# [Quoted passage]
┄┄┄┄┄┄┄┄┄┄

Once again, people fighting people is nothing new nor anything dependent on Islam. The depth of your analysis here is pretty shallow and not very statistically robust.


----------



## pismoe

and just to clarify NUTZ , I agree with your desire to do total war on 'islam' but as far as 'dark fury' , well that guy is cool in my book !!


----------



## Osomir

pismoe said:


> and just to clarify NUTZ , I agree with your desire to do total war on 'islam' but as far as 'dark fury' , well that guy is cool in my book !!



Yawn. You're not very good at trolling / baiting.


----------



## pismoe

You see what I typed Osomir , I stand by what I typed and most Americans agree with my message .  Same thing for most of the western world with people that know anything about 'islam' .


----------



## Osomir

pismoe said:


> You see what I typed Osomir , I stand by what I typed and most Americans agree with my message .  Same thing for most of the western world with people that know anything about 'islam' .



let me know when you have something better


----------



## pismoe

NUTZ and I agree same with many others on this board Osomir !!   islam is a big problem for the  civilized westen world and is going to get bigger Osomir !!


----------



## Osomir

pismoe said:


> NUTZ and I agree same with many others on this board Osomir !!



Nifty. If only a couple of people agreeing with you in any way prevented your argument from being riddled with logical fallacies then you'd be all set.


----------



## pismoe

everyone knows the centuries old reputation of violence that is 'islam' Osomir .  You sound silly claiming otherwise .


----------



## Osomir

pismoe said:


> everyone knows the centuries old reputation of violence that is 'islam' Osomir .  You sound silly claiming otherwise .



Everyone knows the millennia old reputation of violence that is mankind pismoe. You sound silly claiming otherwise.


----------



## pismoe

old news and typical of muslims Osomir ---  Muslims throw Christians overboard to their death during sea voyage Kicker Daily News  ---  its just a violent religion , has been since invention .


----------



## Osomir

pismoe said:


> old news and typical of muslims Osomir ---  Muslims throw Christians overboard to their death during sea voyage Kicker Daily News  ---  its just a violent religion , has been since invention .



People were throwing each other into the sea long before Islam existed.


----------



## pismoe

a bit more news , just another example Osomir .  ---  ISIS releases video purportedly showing killing of Ethiopian Christians in Libya Fox News  ---  just doing what they do best , same inside muslim he11 holes like 'iran' and palistine that's controlled by muslims Osomir .  Did you eveer see video of the Iranians hanging homosexuals from cranes in town centers ??

┄┄┄┄┄┄┄┄┄┄

# [Data extract]
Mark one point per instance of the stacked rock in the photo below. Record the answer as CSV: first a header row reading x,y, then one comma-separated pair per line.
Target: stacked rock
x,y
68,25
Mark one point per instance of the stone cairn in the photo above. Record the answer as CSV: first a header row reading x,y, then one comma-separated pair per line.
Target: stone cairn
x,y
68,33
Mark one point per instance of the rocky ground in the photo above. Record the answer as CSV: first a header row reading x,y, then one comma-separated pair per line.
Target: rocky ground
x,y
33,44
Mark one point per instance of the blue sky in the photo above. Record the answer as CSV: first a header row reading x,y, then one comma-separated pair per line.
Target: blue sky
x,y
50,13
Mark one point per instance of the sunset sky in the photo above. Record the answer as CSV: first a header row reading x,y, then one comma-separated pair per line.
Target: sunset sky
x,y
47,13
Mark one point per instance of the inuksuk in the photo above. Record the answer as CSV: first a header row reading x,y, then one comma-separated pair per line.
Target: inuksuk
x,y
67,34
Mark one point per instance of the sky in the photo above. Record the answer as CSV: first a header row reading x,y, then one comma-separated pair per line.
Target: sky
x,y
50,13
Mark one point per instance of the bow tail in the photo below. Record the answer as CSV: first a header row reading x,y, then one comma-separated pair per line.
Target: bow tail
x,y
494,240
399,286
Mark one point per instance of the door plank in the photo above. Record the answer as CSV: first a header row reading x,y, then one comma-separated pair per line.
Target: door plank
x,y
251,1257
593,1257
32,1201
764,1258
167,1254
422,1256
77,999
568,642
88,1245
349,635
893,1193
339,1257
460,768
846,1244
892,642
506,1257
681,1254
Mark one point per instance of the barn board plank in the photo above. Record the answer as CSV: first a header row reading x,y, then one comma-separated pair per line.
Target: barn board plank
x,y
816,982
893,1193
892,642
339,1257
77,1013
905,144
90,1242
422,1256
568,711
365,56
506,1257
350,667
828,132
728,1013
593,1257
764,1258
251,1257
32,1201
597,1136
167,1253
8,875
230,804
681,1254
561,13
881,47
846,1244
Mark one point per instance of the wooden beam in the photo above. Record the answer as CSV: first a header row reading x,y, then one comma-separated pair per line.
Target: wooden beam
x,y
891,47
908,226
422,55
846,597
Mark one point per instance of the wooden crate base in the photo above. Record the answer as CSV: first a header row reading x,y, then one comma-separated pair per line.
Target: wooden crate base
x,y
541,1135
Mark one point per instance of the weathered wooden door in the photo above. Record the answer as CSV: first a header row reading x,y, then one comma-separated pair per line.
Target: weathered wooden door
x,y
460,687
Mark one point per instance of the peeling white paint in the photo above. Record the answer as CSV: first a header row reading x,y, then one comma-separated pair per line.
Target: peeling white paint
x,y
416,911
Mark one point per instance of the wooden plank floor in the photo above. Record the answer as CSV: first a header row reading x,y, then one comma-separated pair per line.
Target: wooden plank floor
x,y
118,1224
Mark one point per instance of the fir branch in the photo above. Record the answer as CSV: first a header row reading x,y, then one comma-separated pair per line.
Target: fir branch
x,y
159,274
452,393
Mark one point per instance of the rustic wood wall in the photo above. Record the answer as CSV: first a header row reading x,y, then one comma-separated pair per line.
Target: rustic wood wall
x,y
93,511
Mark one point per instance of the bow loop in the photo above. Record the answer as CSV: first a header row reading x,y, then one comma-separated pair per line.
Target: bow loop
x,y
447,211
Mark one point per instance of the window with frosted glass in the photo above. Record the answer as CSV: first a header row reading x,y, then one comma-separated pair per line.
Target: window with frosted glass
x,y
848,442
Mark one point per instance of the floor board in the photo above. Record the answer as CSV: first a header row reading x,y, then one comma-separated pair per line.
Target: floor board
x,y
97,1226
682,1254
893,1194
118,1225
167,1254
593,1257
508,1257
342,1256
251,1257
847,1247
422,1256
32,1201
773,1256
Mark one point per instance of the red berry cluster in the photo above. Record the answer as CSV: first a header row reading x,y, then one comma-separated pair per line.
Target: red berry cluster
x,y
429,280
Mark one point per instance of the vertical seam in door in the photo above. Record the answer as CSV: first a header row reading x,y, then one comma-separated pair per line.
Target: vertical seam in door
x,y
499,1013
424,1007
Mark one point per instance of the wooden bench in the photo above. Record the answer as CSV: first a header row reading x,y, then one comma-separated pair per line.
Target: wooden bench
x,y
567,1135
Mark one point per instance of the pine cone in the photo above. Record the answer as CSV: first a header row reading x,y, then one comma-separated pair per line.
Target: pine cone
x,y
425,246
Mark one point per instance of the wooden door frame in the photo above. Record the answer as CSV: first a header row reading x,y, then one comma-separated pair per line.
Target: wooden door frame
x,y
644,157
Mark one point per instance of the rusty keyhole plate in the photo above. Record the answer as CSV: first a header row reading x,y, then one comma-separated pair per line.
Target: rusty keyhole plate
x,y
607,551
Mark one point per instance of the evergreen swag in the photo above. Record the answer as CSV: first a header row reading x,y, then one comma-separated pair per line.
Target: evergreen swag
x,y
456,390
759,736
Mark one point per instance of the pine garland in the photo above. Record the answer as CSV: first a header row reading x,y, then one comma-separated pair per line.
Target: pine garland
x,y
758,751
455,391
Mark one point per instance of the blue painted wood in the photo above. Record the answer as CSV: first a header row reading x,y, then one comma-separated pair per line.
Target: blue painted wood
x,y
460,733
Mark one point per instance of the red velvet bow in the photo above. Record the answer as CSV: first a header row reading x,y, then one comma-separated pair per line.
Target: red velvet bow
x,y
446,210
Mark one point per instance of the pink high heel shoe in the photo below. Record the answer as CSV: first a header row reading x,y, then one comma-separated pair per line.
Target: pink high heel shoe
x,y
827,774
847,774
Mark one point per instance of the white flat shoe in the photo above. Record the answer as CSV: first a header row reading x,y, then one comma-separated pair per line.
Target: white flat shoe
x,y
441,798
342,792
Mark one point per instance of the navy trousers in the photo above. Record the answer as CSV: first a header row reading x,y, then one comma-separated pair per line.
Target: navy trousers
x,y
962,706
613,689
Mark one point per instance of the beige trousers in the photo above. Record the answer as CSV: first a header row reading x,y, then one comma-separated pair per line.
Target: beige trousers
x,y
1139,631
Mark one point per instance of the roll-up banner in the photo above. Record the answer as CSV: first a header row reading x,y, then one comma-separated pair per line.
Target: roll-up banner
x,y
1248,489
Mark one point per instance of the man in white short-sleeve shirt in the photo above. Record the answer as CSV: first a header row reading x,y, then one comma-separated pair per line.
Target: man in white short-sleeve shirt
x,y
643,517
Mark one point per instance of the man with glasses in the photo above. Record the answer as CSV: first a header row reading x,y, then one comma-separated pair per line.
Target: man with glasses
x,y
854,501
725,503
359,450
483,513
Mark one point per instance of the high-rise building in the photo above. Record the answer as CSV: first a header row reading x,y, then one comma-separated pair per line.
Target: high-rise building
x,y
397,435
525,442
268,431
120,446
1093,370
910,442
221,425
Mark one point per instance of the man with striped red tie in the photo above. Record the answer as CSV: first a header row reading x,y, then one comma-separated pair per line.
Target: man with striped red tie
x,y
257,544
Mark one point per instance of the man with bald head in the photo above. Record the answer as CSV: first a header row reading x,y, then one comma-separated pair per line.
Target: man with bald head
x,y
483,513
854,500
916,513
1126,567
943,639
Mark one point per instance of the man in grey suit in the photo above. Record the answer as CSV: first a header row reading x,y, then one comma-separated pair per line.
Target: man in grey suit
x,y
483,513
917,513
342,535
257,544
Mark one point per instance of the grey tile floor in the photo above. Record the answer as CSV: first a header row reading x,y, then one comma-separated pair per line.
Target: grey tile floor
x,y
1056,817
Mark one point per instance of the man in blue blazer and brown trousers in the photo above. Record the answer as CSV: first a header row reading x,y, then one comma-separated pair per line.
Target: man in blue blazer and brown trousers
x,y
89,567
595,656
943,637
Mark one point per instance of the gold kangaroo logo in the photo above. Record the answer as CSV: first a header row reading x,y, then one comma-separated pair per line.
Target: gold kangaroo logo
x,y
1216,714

┄┄┄┄┄┄┄┄┄┄

# [Directions]
Reproduce the forum thread word for word, beginning at "Nifty. If only" and stopping after "be all set.".

# [Correct result]
Nifty. If only a couple of people agreeing with you in any way prevented your argument from being riddled with logical fallacies then you'd be all set.